- _Document text_
_____

Wednesday, November 19, 2014

"Everything Sucks, Some of the Time"



My friend posted a link on Facebook to an article by Mark Manson, blogger and former professional dating coach for men. Since 2013 Mark Manson has written about gender relations, life purpose, ambition and motivation, cultural issues, personal happiness, etc. The link posted by my friend today was focused on life purpose, titled 7 Strange Questions That Help You Find Your Life Purpose which you can read here: http://markmanson.net/life-purpose.

Manson brings up an interesting topic and something that is often on my mind. What are were here to do? Do we have a purpose? It’s such a difficult question to answer, and impossible to answer with any certainty. According to Manson, there are seven questions we should be asking ourselves in order to figure out the purpose of our existence.

Something he mentions in the first question is very true. “Everything sucks, some of the time.” This is not to say that there is something necessarily negative to every job or situation we are involved in throughout our lives, but rather there are difficulties and challenges with everything we do. There are parts of our jobs we are not going to be thrilled about or excited to perform. There are moments we will experience that are less pleasant or even painful to handle, but they are just momentary and pass. And the joy we once experience will return. I look at this and think that it is very liberating to accept that this is just fact and then move forward to finding the job or project that makes you the most happy. I know so many people who are good a myriad of things and have varying strengths and weaknesses professionally. They seem to always be searching for the “perfect job” where they will be continuously fulfilled, never bored, and have just the right amount of growth opportunities. I don’t think that exists. I do not think that there will ever be the “perfect” anything out there, be it a job, friendship, marriage, boyfriend, girlfriend, parental relationship, etc. Perfect, along with the word should, needs to be wiped out of the dictionary. They are units of measure that are simply impossibility that set us up for failure and self-judgment.

_____

- _Provided records_
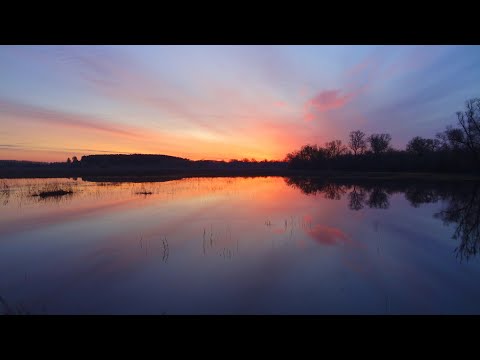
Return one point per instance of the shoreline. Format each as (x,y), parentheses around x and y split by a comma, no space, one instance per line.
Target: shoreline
(132,174)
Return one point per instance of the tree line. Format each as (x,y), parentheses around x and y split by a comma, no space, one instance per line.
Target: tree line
(456,149)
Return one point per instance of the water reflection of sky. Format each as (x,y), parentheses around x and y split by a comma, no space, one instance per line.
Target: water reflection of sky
(230,245)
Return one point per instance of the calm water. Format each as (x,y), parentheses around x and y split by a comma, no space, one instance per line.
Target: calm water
(265,245)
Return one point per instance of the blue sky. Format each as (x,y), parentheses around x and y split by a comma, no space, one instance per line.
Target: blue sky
(222,102)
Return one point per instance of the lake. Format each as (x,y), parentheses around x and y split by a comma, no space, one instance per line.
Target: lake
(259,245)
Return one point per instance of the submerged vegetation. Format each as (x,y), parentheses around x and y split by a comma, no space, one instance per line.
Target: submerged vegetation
(7,309)
(53,190)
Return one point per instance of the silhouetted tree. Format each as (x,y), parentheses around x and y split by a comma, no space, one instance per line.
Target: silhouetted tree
(334,149)
(379,142)
(357,142)
(463,209)
(470,124)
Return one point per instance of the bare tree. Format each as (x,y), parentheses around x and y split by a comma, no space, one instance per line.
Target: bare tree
(379,142)
(422,146)
(470,124)
(357,142)
(335,148)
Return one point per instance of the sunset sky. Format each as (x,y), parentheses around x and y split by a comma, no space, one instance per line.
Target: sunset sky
(223,102)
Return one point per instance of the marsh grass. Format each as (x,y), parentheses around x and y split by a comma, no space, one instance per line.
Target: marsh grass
(53,190)
(144,191)
(7,309)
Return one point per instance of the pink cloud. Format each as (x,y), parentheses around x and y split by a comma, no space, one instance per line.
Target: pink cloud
(328,100)
(60,118)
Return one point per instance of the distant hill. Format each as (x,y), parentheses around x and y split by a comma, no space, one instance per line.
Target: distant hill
(21,163)
(135,160)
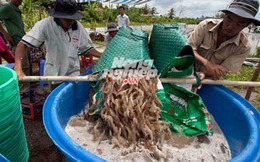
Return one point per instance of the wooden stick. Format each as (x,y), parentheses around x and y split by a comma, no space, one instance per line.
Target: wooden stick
(163,80)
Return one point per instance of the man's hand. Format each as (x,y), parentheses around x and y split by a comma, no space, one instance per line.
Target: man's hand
(8,38)
(215,71)
(20,74)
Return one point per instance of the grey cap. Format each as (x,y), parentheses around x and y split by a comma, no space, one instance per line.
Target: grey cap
(244,8)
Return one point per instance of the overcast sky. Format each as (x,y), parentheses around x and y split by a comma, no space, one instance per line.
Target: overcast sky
(190,8)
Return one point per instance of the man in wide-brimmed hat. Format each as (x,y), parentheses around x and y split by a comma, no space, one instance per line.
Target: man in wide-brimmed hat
(64,38)
(111,32)
(221,46)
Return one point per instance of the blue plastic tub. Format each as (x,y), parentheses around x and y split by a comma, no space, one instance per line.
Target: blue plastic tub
(238,119)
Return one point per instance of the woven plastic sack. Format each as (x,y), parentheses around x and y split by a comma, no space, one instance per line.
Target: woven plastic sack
(168,46)
(184,111)
(129,44)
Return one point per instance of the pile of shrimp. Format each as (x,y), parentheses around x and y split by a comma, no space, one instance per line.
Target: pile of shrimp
(130,116)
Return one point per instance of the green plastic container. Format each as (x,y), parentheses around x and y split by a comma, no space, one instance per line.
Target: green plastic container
(13,144)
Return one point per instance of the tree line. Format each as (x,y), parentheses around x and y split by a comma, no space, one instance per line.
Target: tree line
(97,14)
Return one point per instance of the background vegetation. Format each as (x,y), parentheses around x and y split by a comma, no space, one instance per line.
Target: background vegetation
(96,14)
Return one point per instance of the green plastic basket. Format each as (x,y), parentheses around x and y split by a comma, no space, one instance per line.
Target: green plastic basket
(168,46)
(13,144)
(129,44)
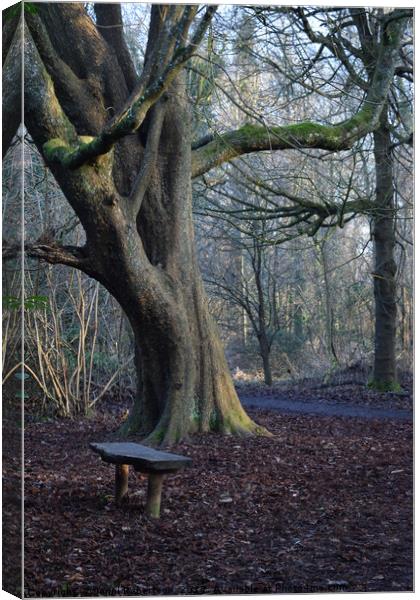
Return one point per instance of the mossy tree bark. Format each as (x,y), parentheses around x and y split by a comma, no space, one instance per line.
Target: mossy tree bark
(385,367)
(135,205)
(120,149)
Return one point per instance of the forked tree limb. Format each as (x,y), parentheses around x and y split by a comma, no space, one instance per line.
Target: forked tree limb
(253,138)
(130,119)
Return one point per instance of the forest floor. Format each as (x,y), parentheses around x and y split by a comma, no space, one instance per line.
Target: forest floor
(323,505)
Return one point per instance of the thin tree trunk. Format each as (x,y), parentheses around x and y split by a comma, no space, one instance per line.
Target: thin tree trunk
(384,372)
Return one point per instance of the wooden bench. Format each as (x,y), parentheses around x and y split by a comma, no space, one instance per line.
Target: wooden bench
(144,460)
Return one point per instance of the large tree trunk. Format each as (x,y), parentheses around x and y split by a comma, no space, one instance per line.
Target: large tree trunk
(141,247)
(384,373)
(185,382)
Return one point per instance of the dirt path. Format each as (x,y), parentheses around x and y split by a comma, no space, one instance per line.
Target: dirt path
(284,404)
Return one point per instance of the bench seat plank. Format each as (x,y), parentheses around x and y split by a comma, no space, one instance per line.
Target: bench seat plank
(141,457)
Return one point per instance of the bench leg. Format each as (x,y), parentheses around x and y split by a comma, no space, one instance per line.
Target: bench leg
(154,492)
(121,482)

_____

- _Given problem A_
According to the blog post, in what year did Mark Manson begin writing about topics such as gender relations and life purpose?
- _Given problem B_
Summarize the blog post in two sentences.
- _Given problem C_
Write the next part of the blog post, starting right after its last sentence.
The material plays no part in what follows.

- _Exercise response A_
He began writing about them in 2013.

- _Exercise response B_
Prompted by a friend's link to Mark Manson's article on seven questions for finding one's life purpose, the writer reflects on whether we have a purpose and agrees with Manson's line "Everything sucks, some of the time," meaning every job or situation brings difficulties that pass. The writer finds it liberating to accept this and argues that no "perfect" job or relationship exists, so words like "perfect" and "should" only set people up for failure and self-judgment.

- _Exercise response C_
Another part of Manson’s article that struck a chord with me was remembering the things we loved as children that made us forget about the rest of the world around us. I recall being a child and sitting at my little desk in my room drawing pictures and painting for hours. I would completely lose track of time and be engrossed in my picture of a bouquet of flowers or a horse running in a field. I would follow the lines of my pencil on my paper and disappear into my own imagination, and nothing else would matter. I haven’t felt a passion for a hobby or had the ability to detach and do something I truly love with the same amount of spirit in years. I have forgotten how to love something that much with such strong passion. I think as adults we all have lost this spirit and it is so important to find it again and feel a connection to something besides overworking, watching television and sleeping, which seem to be the main activities people my age participate in with regularity these days.

Manson’s last two questions, if you had to leave the house all day, every day, where would you go and what would you do? and if you knew you were going to die one year from today, what would you do and how would you want to be remembered? I believe are the most important questions we should ask ourselves. Personally, if I was forced to leave my house every day and not go to some coffee shop to waste my time Facebook stalking and compulsively checking the news feed, I would go hiking and volunteer my time at several animal shelters I’ve worked with in the past. For me, this goes hand in hand with the last question. The legacy I’d like to leave is that I did my part to help others, especially animals who are voiceless and cannot stand up for themselves when they are neglected, abused, or uncared for. 

If I were to die within a year of today I would like to be remembered for loving the life I lived, even with the pain and loss I’ve suffered, for experiencing life and trying new things, being brave and adventurous, and having a kind, nurturing spirit. I would spend my time hiking, appreciating the stability of the hardened soil beneath my feet, the oxygen in my lungs from the trees around me and the warmth on my back from the sun above. I would spend my time giving back to those who cannot help themselves and leave a mark on the earth that I made a difference, even if it were only to a few.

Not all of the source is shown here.